Aim:
Copy out every one of the lines below word for word, with no changes.

(Data items)

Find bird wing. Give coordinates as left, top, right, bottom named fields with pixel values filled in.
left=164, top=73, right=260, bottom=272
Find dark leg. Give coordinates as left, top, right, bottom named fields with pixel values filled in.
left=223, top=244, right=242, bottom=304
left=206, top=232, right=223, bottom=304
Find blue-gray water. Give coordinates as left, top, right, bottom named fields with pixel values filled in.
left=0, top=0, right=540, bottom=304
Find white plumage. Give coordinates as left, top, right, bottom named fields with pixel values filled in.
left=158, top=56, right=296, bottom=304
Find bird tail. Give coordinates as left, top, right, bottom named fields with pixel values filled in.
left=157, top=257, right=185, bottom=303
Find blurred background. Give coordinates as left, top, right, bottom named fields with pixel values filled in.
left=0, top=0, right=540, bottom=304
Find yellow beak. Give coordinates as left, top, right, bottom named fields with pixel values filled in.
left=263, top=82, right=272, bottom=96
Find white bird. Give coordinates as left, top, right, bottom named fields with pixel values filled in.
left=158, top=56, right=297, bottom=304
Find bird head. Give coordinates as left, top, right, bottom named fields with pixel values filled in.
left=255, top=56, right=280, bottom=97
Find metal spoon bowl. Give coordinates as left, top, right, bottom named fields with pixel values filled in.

Response:
Find bird wing. Give coordinates as left, top, right, bottom named fields with pixel values filled in.
left=164, top=73, right=260, bottom=272
Find dark leg. Give coordinates as left, top, right, bottom named fields with pixel values filled in.
left=223, top=244, right=242, bottom=304
left=206, top=232, right=223, bottom=304
Find blue-gray water. Give coordinates as left, top, right, bottom named fields with pixel values filled in.
left=0, top=0, right=540, bottom=304
Find white plumage. Give coordinates as left, top, right, bottom named fields with pixel values filled in.
left=158, top=56, right=296, bottom=304
Find bird tail. Give coordinates as left, top, right, bottom named fields with pixel values filled in.
left=157, top=257, right=185, bottom=303
Find blurred background. Give coordinates as left, top, right, bottom named fields with pixel values filled in.
left=0, top=0, right=540, bottom=304
Find yellow beak. Give coordinates as left, top, right, bottom named fields with pixel values filled in.
left=263, top=82, right=272, bottom=96
Find white bird. Give coordinates as left, top, right, bottom named fields with pixel values filled in.
left=158, top=56, right=297, bottom=304
Find bird head. Give coordinates as left, top, right, bottom named fields with pixel values filled in.
left=255, top=56, right=280, bottom=97
Find metal spoon bowl. Give coordinates as left, top, right, bottom named fields with pixel values filled in.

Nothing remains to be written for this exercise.